• **SHORT EXERCISE 1**: Starting at the line containing "task: segment the yellow petal" and ending at the final line of the records, reproduce those record lines with "example output" swapped for "sample output" and everything else left unchanged.

The Bank of England (BoE) fears that the buy-to-let mortgage market, alongside the economic crash in China, could have a detrimental effect on the UK’s banking system.
Policymakers are examining the buy-to-let sector, seeking any measures by lenders that could make it easier for prospective landlords to obtain loans.
The Bank is also concerned that a substantial drop in house prices could cause landlords to sell their properties, worsening the decrease.
The BoE reports that the “downside risks” of stability have grown since July, specifying the market insecurity caused by China’s stock market crash in August. On so-called Chinese Black Monday, the FTSE 100 index of leading stocks lost over £60 billion.
The Bank is commissioning a study of this contagion and the impact of computer trading strategies.
In its quarterly report on potential risks to the financial market, the BoE says it is not taking any immediate action to slow down the buy-to-let sector, where the majority of mortgages are interest-only. However, it is considering whether the buy-to-let boom could aggravate rises and falls in house prices.
The Bank has published figures revealing that buy-to-let mortgage lending rose by over 40% since the 2008 financial crisis, while owner-occupier lending increased by just 2% over the same period.
The Financial Policy Committee (FPC), which was created by the coalition government to spot potential threats to financial stability, reports: “Buy-to-let mortgage lending has the potential to amplify the housing and credit cycles, though the extent of the amplification is hard to judge because the market has only recently grown to significant levels.
“Any increase in buy-to-let activity in a upswing could add further pressure to house prices. Buy-to-let investors may further exacerbate a downturn if they expect rental incomes to fall below their interest payments, and consequently add to selling pressure.”
The FPC says there is evidence that 40% of buy-to-let landlords would sell their properties if their rental income fell below their interest payments.

• **SOURCE MATERIAL**:
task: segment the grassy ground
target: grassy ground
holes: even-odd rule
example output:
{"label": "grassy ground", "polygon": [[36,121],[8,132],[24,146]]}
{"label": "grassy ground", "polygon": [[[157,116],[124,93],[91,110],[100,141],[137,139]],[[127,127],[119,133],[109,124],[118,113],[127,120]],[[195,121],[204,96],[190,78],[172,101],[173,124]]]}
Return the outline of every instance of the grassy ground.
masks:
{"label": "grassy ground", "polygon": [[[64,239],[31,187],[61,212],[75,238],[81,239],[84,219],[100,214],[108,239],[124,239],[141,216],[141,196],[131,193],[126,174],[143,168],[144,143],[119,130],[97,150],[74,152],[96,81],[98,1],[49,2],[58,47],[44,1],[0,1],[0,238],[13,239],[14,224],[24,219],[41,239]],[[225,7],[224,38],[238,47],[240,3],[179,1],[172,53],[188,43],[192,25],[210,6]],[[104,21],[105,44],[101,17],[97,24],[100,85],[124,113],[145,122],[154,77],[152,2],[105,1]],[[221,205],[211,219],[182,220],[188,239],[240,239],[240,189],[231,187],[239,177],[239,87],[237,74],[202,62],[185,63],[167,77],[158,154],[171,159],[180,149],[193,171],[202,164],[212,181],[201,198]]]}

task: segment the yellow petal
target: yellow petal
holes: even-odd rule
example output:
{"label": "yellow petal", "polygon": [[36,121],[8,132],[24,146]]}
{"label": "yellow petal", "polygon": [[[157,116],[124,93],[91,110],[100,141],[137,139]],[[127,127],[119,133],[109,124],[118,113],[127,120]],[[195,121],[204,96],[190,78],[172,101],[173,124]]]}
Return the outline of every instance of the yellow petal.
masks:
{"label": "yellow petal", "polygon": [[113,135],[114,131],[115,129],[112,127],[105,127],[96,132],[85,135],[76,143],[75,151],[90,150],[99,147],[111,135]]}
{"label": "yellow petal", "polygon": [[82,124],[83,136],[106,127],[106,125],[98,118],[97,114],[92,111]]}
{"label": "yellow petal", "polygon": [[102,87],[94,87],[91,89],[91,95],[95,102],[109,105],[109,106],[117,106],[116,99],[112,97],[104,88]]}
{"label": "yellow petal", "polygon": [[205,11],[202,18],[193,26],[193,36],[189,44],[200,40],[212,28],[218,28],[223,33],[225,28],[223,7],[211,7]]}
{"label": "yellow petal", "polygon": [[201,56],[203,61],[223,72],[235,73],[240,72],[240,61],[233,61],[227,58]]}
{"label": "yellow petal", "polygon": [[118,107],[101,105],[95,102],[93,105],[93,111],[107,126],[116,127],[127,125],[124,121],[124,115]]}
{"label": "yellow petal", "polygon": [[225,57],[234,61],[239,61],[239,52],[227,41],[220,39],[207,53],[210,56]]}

• **SHORT EXERCISE 2**: Carry on the article about the Bank of England's concerns over buy-to-let lending from the point at which it stops.

• **RIGHT ANSWER 1**:
task: segment the yellow petal
target: yellow petal
holes: even-odd rule
sample output:
{"label": "yellow petal", "polygon": [[36,121],[8,132],[24,146]]}
{"label": "yellow petal", "polygon": [[[157,116],[124,93],[91,110],[100,141],[137,139]],[[127,127],[119,133],[109,124],[118,113],[127,120]],[[195,121],[204,96],[190,78],[172,101],[173,124]]]}
Return the outline of every instance of the yellow petal.
masks:
{"label": "yellow petal", "polygon": [[113,135],[114,131],[115,129],[112,127],[105,127],[96,132],[85,135],[76,143],[75,151],[90,150],[99,147],[111,135]]}
{"label": "yellow petal", "polygon": [[82,124],[83,136],[106,127],[106,125],[98,118],[97,114],[92,111]]}
{"label": "yellow petal", "polygon": [[102,87],[94,87],[91,89],[91,95],[95,102],[109,105],[109,106],[117,106],[116,99],[112,97],[104,88]]}
{"label": "yellow petal", "polygon": [[205,11],[202,18],[193,26],[193,36],[189,44],[200,40],[212,28],[218,28],[223,33],[225,28],[223,7],[211,7]]}
{"label": "yellow petal", "polygon": [[201,56],[203,61],[223,72],[235,73],[240,72],[240,61],[233,61],[227,58]]}
{"label": "yellow petal", "polygon": [[118,107],[101,105],[95,102],[93,105],[93,111],[107,126],[116,127],[127,125],[124,121],[124,115]]}
{"label": "yellow petal", "polygon": [[225,57],[234,61],[239,61],[239,52],[227,41],[220,39],[207,53],[210,56]]}

• **RIGHT ANSWER 2**:
The FPC first began monitoring the buy-to-let market in July, when it expressed concerns over the level of household debt.
In its most recent update, the BoE states that the rapid growth of the buy-to-let sector is the reason for its call for the Government to give it powers to intervene in the market, as it can with residential mortgages. A consultation is scheduled for this year.
The Bank says: “The FPC is alert to the rapid growth of the market and potential developments in underwriting standards. As the market continues to grow, particularly if driven by loosening of underwriting standards, the sector could pose risks to broader financial stability, both through credit risk to banks and the amplification of movements in the housing market. Intensified completion among lenders could lead to loosening underwriting standards in future.”
The FPC has also conducted an annual review of the effect of the Help to Buy scheme on the sector. The incentive allows buyers with 5% deposits to purchase a home. Its conclusion states: “The scheme does not pose material risks to financial stability.”
It its latest study, it also considers global risks, highlighting the potential lessons from Chinese Black Monday, when there were over 1,000 temporary suspensions on individual equities on the New York Stock Exchange. The FPC has called for analysis from the Financial Conduct Authority (FCA) on the way contagion spreads between markets.
The FPC says: “The committee is alert to the possibility that future heightened volatility and reductions in market depth could have more widespread and persistent effects, including on the provision of credit to the real economy.”
In July, the FPC was wary of Greece’s financial situation, but concludes that the risk has subsided: “However, other downside risks to UK financial stability stemming from the global environment, and to which the United Kingdom as a global financial centre is exposed, have increased. These risks come from both China and emerging market economies more broadly.”
The results of bank stress tests will be revealed in December, looking at their ability to endure global threats and the impact/scale of future fines for misconduct.
The FPC adds: “The scale of future misconduct and redress costs for the UK banking sector is highly uncertain and banks should hold sufficient resources to pay these costs without affecting their ability to continue to lend to the real economy.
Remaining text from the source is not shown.